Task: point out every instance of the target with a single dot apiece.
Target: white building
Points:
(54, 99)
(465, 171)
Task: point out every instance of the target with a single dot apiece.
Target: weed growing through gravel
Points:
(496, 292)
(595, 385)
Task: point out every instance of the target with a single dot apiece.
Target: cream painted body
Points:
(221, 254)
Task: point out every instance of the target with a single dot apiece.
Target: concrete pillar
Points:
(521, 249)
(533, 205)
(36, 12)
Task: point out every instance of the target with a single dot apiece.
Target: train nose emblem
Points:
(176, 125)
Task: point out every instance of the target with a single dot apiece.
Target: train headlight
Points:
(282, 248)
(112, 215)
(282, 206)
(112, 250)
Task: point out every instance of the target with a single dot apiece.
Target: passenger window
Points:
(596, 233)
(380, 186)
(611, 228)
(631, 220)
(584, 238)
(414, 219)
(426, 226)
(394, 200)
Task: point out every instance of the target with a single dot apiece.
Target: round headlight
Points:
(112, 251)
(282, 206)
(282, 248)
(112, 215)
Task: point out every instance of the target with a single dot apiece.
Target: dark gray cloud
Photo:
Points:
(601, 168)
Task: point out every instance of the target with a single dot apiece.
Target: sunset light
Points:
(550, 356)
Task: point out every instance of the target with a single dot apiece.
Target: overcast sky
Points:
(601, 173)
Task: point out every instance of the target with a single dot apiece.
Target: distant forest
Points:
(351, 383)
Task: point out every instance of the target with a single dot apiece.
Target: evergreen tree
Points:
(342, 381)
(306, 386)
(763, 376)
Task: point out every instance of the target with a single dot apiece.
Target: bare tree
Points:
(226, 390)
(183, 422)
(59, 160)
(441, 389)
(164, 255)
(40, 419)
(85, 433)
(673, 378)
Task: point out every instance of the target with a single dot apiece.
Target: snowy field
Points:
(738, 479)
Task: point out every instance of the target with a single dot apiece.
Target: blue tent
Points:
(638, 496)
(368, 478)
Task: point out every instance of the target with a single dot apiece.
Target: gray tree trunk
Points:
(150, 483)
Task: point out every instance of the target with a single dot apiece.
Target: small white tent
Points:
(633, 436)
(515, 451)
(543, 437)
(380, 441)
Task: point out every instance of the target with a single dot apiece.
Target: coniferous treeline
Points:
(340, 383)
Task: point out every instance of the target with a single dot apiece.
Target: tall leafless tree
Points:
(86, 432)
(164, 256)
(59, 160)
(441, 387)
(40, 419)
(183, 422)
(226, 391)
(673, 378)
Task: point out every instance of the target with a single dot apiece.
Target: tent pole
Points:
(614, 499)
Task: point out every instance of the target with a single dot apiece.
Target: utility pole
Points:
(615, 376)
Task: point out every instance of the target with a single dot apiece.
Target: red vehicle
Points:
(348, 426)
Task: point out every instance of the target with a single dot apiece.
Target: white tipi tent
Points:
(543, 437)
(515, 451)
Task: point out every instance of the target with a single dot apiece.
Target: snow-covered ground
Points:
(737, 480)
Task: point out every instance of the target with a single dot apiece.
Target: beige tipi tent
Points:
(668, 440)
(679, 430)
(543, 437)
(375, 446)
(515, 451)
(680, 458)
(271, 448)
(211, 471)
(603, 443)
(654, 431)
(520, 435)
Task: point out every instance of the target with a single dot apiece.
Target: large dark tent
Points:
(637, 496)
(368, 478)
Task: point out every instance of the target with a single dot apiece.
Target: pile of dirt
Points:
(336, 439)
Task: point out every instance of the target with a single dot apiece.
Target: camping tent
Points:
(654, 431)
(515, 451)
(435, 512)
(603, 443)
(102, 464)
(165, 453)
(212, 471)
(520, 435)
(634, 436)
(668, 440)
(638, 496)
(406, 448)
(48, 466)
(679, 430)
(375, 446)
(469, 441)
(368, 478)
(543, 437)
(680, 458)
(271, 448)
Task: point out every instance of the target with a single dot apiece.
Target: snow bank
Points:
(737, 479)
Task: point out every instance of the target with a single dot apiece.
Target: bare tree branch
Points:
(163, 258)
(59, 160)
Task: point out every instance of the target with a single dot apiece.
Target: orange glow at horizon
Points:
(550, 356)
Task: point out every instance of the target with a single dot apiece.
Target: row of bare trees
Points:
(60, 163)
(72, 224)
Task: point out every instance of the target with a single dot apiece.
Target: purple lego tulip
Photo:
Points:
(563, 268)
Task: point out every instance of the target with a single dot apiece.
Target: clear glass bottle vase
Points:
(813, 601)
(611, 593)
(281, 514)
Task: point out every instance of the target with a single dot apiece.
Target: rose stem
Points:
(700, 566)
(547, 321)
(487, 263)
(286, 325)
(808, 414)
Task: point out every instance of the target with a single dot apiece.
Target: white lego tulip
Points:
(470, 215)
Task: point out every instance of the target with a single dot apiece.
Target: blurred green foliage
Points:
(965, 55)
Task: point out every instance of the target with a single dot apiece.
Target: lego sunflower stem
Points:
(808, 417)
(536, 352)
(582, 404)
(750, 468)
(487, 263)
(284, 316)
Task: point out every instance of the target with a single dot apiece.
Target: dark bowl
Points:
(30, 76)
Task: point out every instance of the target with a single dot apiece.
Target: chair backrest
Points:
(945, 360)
---+---
What you have to do:
Repeat the entries shown above, every one, word for word.

Reply to the task:
Task: point out every instance of the target with a single dot apiece.
Target: white building
Points:
(54, 99)
(465, 171)
Task: point out every instance of the target with a single dot apiece.
Target: weed growing through gravel
Points:
(496, 292)
(595, 385)
Task: point out every instance of the target with a single dot apiece.
Target: cream painted body
Points:
(221, 254)
Task: point out every instance of the target with a single dot apiece.
Target: concrete pillar
Points:
(521, 249)
(533, 205)
(36, 12)
Task: point out every instance of the target with a single dot apiece.
Target: train nose emblem
Points:
(176, 125)
Task: point out every instance of the target with a single dot apiece.
Target: train headlight
Points:
(282, 248)
(112, 215)
(282, 206)
(112, 250)
Task: point out every instance of the target with a single dot apiece.
Target: passenger window
Points:
(596, 233)
(380, 186)
(611, 228)
(631, 220)
(584, 238)
(414, 219)
(426, 226)
(394, 200)
Task: point out every instance of the target with a single dot apiece.
Target: round headlight
Points:
(112, 251)
(282, 206)
(282, 248)
(112, 215)
Task: point out every instance of the target with a single dot apiece.
Target: dark gray cloud
Photo:
Points:
(601, 168)
Task: point out every instance of the target with a single dot apiece.
Target: sunset light
Points:
(550, 356)
Task: point out every instance of the target with a single dot apiece.
Target: overcast sky
Points:
(601, 173)
Task: point out every instance of the target with a single dot apiece.
Target: distant forest
Points:
(351, 383)
Task: point out every instance of the target with a single dot apiece.
Target: evergreen tree
Points:
(342, 381)
(306, 386)
(763, 376)
Task: point out every instance of the target with a single dot apiece.
Target: bare tree
Points:
(226, 390)
(183, 422)
(59, 160)
(441, 389)
(164, 255)
(40, 419)
(85, 433)
(673, 378)
Task: point out every instance of the target with a single dot apiece.
Target: snowy field
Points:
(738, 479)
Task: point out every instance of the target with a single dot apiece.
Target: blue tent
Points:
(638, 496)
(368, 478)
Task: point out every instance of the target with a single dot apiece.
Target: gray tree trunk
Points:
(150, 483)
Task: point out every instance of the target with a single dot apiece.
Target: small white tent
Points:
(633, 436)
(515, 451)
(543, 437)
(380, 441)
Task: point out every instance of the target with a single dot apiece.
Target: coniferous treeline
Points:
(340, 383)
Task: point out every instance of the target with a single dot apiece.
Target: tall leafless tree
Points:
(86, 432)
(164, 256)
(59, 160)
(441, 387)
(40, 419)
(183, 422)
(226, 391)
(673, 378)
Task: point out every instance of the target with a single dot apiece.
Target: tent pole
Points:
(614, 499)
Task: point out every instance of the target with a single dot apiece.
Target: utility pole
Points:
(615, 376)
Task: point out every instance of the target with a single dot apiece.
Target: red vehicle
Points:
(348, 426)
Task: point out every instance of the target with a single dot apiece.
Target: white tipi tent
Points:
(543, 437)
(515, 451)
Task: point out every instance of the target with a single dot apiece.
Target: snow-covered ground
Points:
(737, 480)
Task: point out every instance of the target with a single dot apiece.
Target: beige tipi tent
Points:
(668, 440)
(679, 430)
(543, 437)
(375, 446)
(515, 451)
(680, 458)
(271, 448)
(211, 471)
(603, 443)
(654, 431)
(520, 435)
Task: point out every instance of the target with a single dot apiece.
Target: large dark tent
Points:
(637, 496)
(368, 478)
Task: point out every instance of the target with a single dot apiece.
Target: pile of dirt
Points:
(336, 439)
Task: point out every instance of the target with a single dot apiece.
Target: camping tent
Points:
(654, 431)
(515, 451)
(435, 512)
(603, 443)
(102, 464)
(165, 453)
(212, 471)
(520, 435)
(634, 436)
(668, 440)
(638, 496)
(406, 448)
(48, 466)
(679, 430)
(375, 446)
(469, 441)
(368, 478)
(543, 437)
(680, 458)
(271, 448)
Task: point out every instance of the target with a single dot apiece.
Target: snow bank
Points:
(737, 479)
Task: point out every instance of the target with a single dot apiece.
Target: bare tree branch
Points:
(163, 258)
(59, 160)
Task: point out every instance of the target with a single dot apiece.
Target: orange glow at horizon
Points:
(550, 356)
Task: point out every instance of the target with a single dot apiece.
Target: row of bare trees
Points:
(60, 163)
(72, 224)
Task: point out every instance of the target with a single dot apiece.
Target: purple lego tulip
Photo:
Points:
(563, 268)
Task: point out every instance of the target with a single dot apiece.
Target: clear glass bottle vase
Points:
(813, 601)
(611, 593)
(281, 514)
Task: point out every instance of the target with a single dot apiece.
Target: rose stem
Points:
(700, 566)
(547, 321)
(487, 263)
(286, 325)
(808, 414)
Task: point out every instance of the target with a single dot apiece.
Target: white lego tulip
Points:
(470, 215)
Task: point out every instance of the target with a single dot apiece.
Target: blurred green foliage
Points:
(965, 55)
Task: point out every instance of the target with a single dot apiece.
Target: lego sunflower stem
Points:
(808, 417)
(536, 352)
(582, 404)
(750, 468)
(487, 263)
(284, 316)
Task: point out every instance of the target with a single dot apiece.
Target: dark bowl
Points:
(30, 76)
Task: point out every instance of the target with a single dot apiece.
Target: chair backrest
Points:
(945, 360)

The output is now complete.